** AIM **
Report how many lines in the records below contain the string "path", matching case exactly. Give only the number.

-- BEGIN --

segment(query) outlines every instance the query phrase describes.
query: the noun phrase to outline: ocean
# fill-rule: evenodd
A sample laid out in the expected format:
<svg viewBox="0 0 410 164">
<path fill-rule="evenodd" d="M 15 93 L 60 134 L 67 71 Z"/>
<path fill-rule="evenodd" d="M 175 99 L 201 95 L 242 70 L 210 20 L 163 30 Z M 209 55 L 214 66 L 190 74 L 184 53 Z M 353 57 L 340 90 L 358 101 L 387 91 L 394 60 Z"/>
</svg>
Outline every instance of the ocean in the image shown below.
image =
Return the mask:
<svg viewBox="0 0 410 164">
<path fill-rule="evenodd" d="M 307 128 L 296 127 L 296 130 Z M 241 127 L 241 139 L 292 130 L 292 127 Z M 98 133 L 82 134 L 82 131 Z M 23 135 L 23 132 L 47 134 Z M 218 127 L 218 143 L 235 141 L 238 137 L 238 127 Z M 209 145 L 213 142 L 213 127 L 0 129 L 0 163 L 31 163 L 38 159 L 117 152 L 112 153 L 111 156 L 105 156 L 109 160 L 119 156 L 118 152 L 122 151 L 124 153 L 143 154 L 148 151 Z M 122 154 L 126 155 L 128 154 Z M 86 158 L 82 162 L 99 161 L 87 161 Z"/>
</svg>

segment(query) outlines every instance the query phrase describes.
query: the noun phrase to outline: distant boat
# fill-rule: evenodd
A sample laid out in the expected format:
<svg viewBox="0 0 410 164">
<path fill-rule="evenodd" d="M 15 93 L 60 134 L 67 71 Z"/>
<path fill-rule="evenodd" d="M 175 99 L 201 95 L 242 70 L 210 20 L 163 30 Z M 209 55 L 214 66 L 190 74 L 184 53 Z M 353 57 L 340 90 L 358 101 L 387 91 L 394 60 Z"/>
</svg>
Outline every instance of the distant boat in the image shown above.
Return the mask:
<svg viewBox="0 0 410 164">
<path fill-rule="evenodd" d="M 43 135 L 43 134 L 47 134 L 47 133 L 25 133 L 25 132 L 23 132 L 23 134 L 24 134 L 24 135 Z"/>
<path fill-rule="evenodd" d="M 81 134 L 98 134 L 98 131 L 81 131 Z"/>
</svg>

-- END --

** FULL SOLUTION **
7